Kontrol Medsos Agar Hidup Lebih Bahagia

(Source: Unsplash-@Merakist)




Suatu malam ada seorang kawan yang mengirim pesan curhatan. Katanya ia senang sekali melihat konsep acara pertunangan seorang selebritis, lalu mulai berandai-andai kapan ia bisa memiliki kekasih yang mau mempersuntingnya dengan konsep seindah itu. Belum lagi rentetan keluhan lain karena merasa tidak nyaman akunnya difollow oleh sejumlah rekan kerja. Memiliki media sosial rupanya dapat membuat pikiran dan batin seseorang menjadi tidak bahagia dan saya pun mengalami hal itu.


Tak hanya membuat seseorang menjadi tidak bahagia, terlalu aktif di media sosial juga berdampak buruk pada kualitas hubungan dengan orang lain. Kita pasti sebal ketika sedang asyik curhat, ternyata kawan malah sibuk membalas chat di gawainya, begitupula sebaliknya. Dalam tingkatan yang lebih serius, media sosial juga berpengaruh buruk untuk rumah tangga. Seperti yang dijelaskan di portal [1]Universitas Binus Malang, di bulan Agustus 2017 saja tercatat 157 perceraian dan 1862 kasus di Bekasi karena efek media sosial. Sungguh memprihatinkan, bukan?

* _Label titik objek_

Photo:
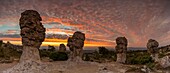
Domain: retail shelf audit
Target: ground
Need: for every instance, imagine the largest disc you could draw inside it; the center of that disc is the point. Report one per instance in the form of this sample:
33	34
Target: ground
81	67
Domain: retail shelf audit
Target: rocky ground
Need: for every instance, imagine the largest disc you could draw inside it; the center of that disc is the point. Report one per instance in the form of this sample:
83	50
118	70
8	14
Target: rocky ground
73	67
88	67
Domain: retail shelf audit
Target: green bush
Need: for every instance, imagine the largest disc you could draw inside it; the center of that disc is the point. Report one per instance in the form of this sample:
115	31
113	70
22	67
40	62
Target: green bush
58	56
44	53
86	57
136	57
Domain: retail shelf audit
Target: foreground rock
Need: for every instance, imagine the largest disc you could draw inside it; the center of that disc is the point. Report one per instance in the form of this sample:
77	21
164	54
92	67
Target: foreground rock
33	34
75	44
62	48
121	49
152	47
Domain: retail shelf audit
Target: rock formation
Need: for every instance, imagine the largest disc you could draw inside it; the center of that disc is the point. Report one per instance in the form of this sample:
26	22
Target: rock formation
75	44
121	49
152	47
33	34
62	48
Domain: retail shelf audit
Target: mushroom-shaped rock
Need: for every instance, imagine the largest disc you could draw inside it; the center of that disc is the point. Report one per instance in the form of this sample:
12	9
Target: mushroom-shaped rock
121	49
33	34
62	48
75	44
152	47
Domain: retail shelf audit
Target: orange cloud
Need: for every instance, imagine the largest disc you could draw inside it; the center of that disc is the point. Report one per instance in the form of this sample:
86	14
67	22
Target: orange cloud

...

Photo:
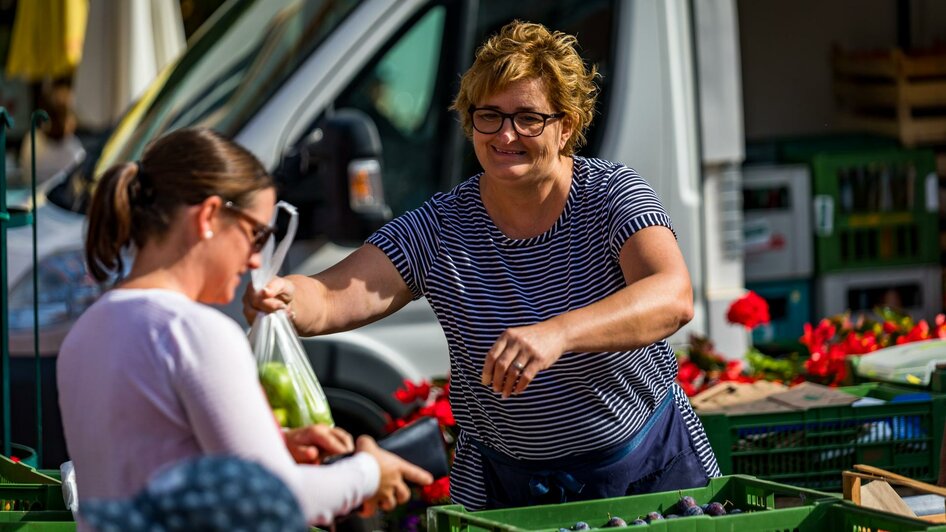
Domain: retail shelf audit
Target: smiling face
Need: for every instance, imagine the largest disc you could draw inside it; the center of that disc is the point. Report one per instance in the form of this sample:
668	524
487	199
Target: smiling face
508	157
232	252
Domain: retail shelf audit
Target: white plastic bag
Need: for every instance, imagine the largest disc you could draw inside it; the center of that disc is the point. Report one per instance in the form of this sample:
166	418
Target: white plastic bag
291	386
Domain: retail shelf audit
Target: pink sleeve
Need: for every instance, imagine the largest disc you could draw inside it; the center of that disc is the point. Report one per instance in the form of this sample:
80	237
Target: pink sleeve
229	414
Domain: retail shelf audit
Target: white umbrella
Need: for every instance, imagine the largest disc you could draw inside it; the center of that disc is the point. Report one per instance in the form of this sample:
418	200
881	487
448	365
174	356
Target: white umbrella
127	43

* _Permintaan Tugas_
Tolong ulangi persis bagian teks tentang media sosial di atas, dari "Kontrol Medsos Agar" hingga "mengalami hal itu.", dengan kedua bagian itu ikut disalin.

* _Hasil Tugas_
Kontrol Medsos Agar Hidup Lebih Bahagia

(Source: Unsplash-@Merakist)




Suatu malam ada seorang kawan yang mengirim pesan curhatan. Katanya ia senang sekali melihat konsep acara pertunangan seorang selebritis, lalu mulai berandai-andai kapan ia bisa memiliki kekasih yang mau mempersuntingnya dengan konsep seindah itu. Belum lagi rentetan keluhan lain karena merasa tidak nyaman akunnya difollow oleh sejumlah rekan kerja. Memiliki media sosial rupanya dapat membuat pikiran dan batin seseorang menjadi tidak bahagia dan saya pun mengalami hal itu.